WHAT IS ASKED: Return all of the entries exactly as written.

EXTRACTED MATERIAL:
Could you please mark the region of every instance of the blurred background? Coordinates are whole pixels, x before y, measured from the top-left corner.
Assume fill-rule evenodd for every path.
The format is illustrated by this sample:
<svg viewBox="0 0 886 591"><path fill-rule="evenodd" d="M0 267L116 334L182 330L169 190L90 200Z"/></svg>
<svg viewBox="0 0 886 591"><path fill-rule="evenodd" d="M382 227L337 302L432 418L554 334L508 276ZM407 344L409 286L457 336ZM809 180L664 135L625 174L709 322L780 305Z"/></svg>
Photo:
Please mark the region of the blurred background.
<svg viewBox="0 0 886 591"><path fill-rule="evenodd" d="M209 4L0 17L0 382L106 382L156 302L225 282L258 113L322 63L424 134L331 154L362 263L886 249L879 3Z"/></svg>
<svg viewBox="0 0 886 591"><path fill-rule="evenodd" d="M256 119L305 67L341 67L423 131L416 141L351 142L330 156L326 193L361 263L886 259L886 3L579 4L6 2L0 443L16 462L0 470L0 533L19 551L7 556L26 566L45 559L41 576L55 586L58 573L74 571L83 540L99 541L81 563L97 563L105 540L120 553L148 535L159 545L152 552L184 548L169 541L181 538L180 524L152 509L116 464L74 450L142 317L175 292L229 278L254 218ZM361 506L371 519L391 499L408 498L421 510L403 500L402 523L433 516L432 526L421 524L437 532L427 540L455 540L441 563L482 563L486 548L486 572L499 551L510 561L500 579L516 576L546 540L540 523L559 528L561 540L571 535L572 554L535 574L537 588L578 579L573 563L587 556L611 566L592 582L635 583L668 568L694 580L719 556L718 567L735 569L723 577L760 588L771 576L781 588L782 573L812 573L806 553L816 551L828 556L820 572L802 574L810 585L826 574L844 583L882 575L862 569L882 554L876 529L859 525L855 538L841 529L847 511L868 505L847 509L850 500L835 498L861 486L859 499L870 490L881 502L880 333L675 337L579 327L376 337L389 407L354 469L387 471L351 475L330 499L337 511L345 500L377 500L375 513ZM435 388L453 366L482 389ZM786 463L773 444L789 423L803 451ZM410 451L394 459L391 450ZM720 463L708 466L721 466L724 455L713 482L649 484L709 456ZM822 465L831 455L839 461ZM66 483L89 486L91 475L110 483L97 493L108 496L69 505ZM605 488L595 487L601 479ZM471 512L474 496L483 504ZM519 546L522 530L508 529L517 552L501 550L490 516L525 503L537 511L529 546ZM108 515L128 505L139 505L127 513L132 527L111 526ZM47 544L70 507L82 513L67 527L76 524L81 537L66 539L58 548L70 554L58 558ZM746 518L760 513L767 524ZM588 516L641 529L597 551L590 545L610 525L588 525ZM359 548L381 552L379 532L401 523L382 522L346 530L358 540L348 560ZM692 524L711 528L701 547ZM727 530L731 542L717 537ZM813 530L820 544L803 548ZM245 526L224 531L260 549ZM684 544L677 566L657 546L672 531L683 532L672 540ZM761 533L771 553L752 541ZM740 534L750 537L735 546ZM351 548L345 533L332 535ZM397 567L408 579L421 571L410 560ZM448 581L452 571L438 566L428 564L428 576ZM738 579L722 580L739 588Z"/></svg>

TASK OUTPUT:
Could you please mark the region of every instance of the blurred background? Coordinates are whole pixels, x before y, measured from the top-left corner.
Assume fill-rule evenodd for every path.
The format is illustrated by this sample:
<svg viewBox="0 0 886 591"><path fill-rule="evenodd" d="M0 267L116 334L182 330L169 190L90 200Z"/></svg>
<svg viewBox="0 0 886 591"><path fill-rule="evenodd" d="M382 227L337 302L432 418L554 334L508 276ZM407 344L409 286L457 336ZM809 180L664 135L625 174L709 322L780 305Z"/></svg>
Photo:
Please mark the region of the blurred background.
<svg viewBox="0 0 886 591"><path fill-rule="evenodd" d="M209 4L0 17L0 382L106 382L156 302L225 282L258 113L322 63L424 134L331 154L362 263L886 249L879 3Z"/></svg>
<svg viewBox="0 0 886 591"><path fill-rule="evenodd" d="M256 119L305 67L341 67L423 131L416 141L351 142L330 156L326 193L361 263L886 259L886 3L579 4L6 2L0 443L16 462L0 470L0 533L19 551L7 556L26 566L45 559L41 576L55 586L58 573L74 571L83 540L99 541L81 563L97 563L105 540L120 553L148 535L159 545L152 552L184 548L169 541L181 538L180 524L152 509L116 464L74 450L142 317L175 292L229 278L254 218ZM361 506L371 519L391 499L408 498L421 510L403 500L402 523L433 516L432 526L421 524L437 532L427 540L455 540L441 563L482 563L486 548L486 572L499 551L510 561L500 579L516 576L546 540L540 523L559 528L561 540L571 535L572 554L535 574L537 588L578 579L573 563L587 556L611 566L592 582L635 583L668 568L694 580L719 556L718 567L735 569L723 577L760 588L771 576L781 588L782 573L812 573L806 553L816 551L828 556L820 572L802 574L810 585L826 574L844 583L882 575L862 569L882 554L876 529L859 525L855 538L841 529L847 511L868 505L847 509L850 500L835 498L861 486L859 499L870 490L881 502L880 333L675 337L579 327L376 337L389 407L354 469L387 471L351 475L330 499L337 511L345 500L377 500L375 513ZM435 388L453 366L482 389ZM786 463L773 444L789 423L803 451ZM410 451L394 459L391 450ZM720 463L708 466L721 466L724 455L713 482L649 484L709 456ZM822 465L831 455L839 461ZM66 483L89 486L91 475L110 483L97 493L108 496L69 505ZM605 488L595 487L601 479ZM471 512L474 496L483 504ZM519 546L522 530L508 529L517 552L501 550L490 516L525 503L537 511L529 546ZM108 515L128 505L139 505L127 513L132 527L111 526ZM47 544L70 507L82 513L67 527L76 524L81 537L66 539L58 548L70 554L58 558ZM746 518L760 513L767 524ZM588 516L641 529L597 551L590 545L610 525L588 525ZM359 548L381 552L379 532L401 523L382 522L346 530L358 540L348 560ZM692 524L711 528L701 547ZM727 530L731 542L717 537ZM813 530L820 544L803 548ZM245 526L224 531L260 549ZM684 544L677 566L657 546L672 531L683 532L672 540ZM761 533L771 553L752 541ZM740 534L750 537L735 546ZM351 548L345 533L332 535ZM397 567L408 579L421 571L410 560ZM448 581L452 571L438 566L428 564L428 576ZM738 579L722 580L739 588Z"/></svg>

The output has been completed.